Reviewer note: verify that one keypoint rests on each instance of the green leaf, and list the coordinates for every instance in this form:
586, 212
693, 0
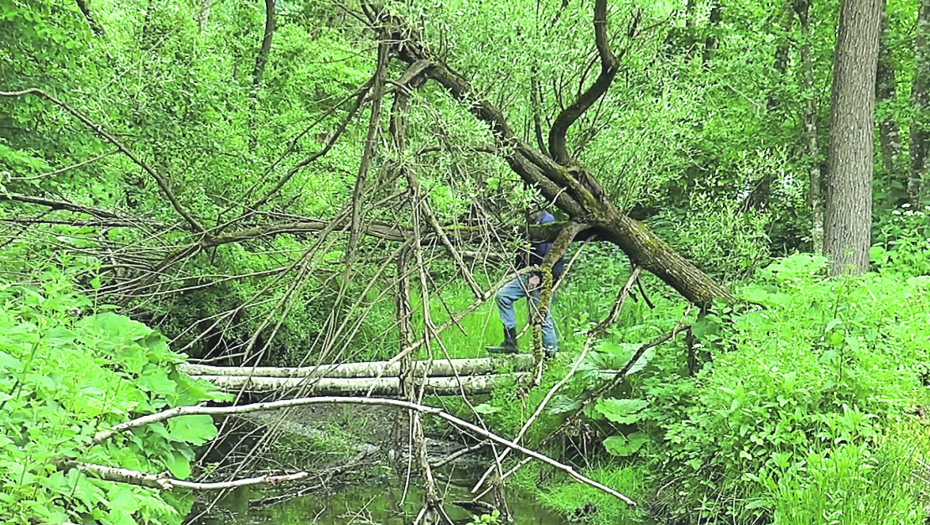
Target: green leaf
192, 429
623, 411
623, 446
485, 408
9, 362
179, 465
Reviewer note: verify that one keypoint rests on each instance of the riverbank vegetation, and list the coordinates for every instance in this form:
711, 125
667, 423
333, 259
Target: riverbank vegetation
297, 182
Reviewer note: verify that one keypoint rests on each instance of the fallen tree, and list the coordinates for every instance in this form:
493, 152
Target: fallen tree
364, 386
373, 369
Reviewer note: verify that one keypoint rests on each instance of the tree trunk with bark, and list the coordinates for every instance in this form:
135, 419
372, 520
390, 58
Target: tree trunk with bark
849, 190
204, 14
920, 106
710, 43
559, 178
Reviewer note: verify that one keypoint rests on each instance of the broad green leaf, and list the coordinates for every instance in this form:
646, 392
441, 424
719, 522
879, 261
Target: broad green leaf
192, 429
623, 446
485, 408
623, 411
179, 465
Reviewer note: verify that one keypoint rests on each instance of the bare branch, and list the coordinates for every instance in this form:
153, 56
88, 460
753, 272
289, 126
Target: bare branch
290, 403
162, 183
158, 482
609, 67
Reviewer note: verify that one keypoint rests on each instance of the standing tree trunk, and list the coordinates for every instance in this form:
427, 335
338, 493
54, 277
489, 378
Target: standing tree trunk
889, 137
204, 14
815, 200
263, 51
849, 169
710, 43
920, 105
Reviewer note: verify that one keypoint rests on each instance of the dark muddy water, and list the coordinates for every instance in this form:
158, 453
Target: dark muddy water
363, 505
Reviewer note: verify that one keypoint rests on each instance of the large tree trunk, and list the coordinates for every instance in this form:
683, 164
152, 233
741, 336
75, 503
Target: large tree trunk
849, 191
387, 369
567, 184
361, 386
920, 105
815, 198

--*--

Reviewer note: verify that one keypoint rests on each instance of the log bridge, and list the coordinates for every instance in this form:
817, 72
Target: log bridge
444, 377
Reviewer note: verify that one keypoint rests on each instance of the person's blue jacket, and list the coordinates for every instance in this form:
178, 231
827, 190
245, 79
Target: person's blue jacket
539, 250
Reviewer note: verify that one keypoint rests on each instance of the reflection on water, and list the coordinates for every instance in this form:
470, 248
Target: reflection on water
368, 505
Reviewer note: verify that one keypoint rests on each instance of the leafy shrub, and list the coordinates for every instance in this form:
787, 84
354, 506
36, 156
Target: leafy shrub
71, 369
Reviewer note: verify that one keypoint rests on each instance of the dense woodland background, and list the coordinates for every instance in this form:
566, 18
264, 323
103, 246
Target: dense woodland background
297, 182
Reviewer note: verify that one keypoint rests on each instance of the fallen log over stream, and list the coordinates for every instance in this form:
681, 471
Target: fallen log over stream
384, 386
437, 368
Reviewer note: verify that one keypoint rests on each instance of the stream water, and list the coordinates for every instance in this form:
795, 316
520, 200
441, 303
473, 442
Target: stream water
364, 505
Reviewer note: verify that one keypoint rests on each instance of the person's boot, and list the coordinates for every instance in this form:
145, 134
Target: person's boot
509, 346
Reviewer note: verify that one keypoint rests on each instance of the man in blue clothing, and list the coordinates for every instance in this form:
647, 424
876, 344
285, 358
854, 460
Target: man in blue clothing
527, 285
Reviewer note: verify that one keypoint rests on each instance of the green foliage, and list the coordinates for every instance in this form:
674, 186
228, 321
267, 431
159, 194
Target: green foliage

--*--

▶ **Task to complete**
Count the lines in the material above that contain the string "riverbank". Reply with the number alone.

▶ **Answer to the exercise**
2